Data items:
** start **

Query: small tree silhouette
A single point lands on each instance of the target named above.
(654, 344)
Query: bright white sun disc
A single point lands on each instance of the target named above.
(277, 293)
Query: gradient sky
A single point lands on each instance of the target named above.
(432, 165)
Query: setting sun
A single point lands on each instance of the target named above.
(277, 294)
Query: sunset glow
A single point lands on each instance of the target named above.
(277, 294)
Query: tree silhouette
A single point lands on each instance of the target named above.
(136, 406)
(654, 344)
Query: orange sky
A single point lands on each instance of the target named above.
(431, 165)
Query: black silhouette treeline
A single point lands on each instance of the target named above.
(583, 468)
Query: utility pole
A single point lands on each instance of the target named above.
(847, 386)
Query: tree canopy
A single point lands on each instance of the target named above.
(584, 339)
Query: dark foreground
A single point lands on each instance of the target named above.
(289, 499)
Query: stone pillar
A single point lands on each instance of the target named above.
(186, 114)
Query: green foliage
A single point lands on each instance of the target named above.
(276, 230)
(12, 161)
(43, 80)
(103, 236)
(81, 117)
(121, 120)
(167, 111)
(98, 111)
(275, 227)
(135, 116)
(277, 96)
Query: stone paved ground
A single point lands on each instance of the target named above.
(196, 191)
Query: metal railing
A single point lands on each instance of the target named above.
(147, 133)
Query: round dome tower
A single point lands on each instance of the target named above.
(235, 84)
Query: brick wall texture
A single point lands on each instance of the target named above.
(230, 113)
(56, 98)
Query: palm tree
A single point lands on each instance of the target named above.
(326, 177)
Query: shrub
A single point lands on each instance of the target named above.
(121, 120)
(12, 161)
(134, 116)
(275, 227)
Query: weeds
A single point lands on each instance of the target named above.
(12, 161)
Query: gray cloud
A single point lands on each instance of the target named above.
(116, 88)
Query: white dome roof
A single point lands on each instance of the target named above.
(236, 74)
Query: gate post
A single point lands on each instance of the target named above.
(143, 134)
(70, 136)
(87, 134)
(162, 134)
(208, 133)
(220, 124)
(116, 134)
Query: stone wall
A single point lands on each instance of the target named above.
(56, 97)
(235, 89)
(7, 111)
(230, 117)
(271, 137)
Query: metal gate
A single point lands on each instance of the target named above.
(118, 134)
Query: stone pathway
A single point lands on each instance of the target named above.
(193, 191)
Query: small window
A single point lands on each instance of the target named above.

** end **

Go through the material above line by line and copy it exactly.

Query: small tree silhouette
A single point lands on each instance of the target named above.
(654, 344)
Query: bright white sun disc
A single point lands on each instance of the target named above.
(277, 293)
Query: gradient sky
A single point lands on each instance of the target named above.
(432, 165)
Query: setting sun
A single point lands on each instance of the target named above.
(277, 294)
Query: sunset glow
A single point lands on each instance of the target named above.
(277, 294)
Query: tree silhouette
A single point lands on each instance of the target named above.
(136, 406)
(654, 344)
Query: orange sky
A single point lands on each instance of the target named above.
(431, 165)
Query: black silhouette treeline
A single point lands on each instance of the target named above.
(583, 468)
Query: utility pole
A single point lands on each instance of the target named above.
(847, 386)
Query: tree canopy
A single point lands on each instance of the target named above.
(584, 339)
Query: dark foreground
A single point lands on each instance of the target named above.
(289, 499)
Query: stone pillar
A single point lands on each instance of the target named above.
(186, 114)
Query: green foliage
A single point lands on each instance of the target named above.
(276, 230)
(12, 161)
(43, 80)
(103, 236)
(81, 117)
(121, 120)
(167, 111)
(98, 111)
(275, 227)
(135, 116)
(277, 96)
Query: stone paved ground
A single point lands on each instance of the target named above.
(196, 191)
Query: metal railing
A single point lands on each instance of the target named above.
(147, 133)
Query: round dome tower
A single point lands on each instance of the target named above.
(235, 84)
Query: brick wall texture
A single point lands on each instance of the target named above.
(230, 113)
(56, 98)
Query: palm tree
A single point lands on each instance of the target named above.
(326, 177)
Query: shrub
A single point lands on each instance of the target named above.
(121, 120)
(12, 161)
(134, 116)
(275, 227)
Query: weeds
A single point lands on each instance of the target named above.
(12, 161)
Query: gray cloud
A single point lands on each instance of the target named above.
(116, 88)
Query: white dome roof
A single point lands on each instance of the target named above.
(236, 74)
Query: gate post
A single point lands on each instance of the target named above.
(143, 134)
(70, 136)
(87, 134)
(162, 134)
(208, 133)
(220, 124)
(116, 134)
Query: stone wall
A single point lands on each instance of the target named above.
(56, 97)
(235, 89)
(7, 111)
(230, 117)
(271, 137)
Query: metal gate
A single point lands on each instance of the target named above.
(118, 134)
Query: stone pathway
A single point lands on each instance of the target named above.
(193, 191)
Query: small window
A single point lands on each instance of the target named above.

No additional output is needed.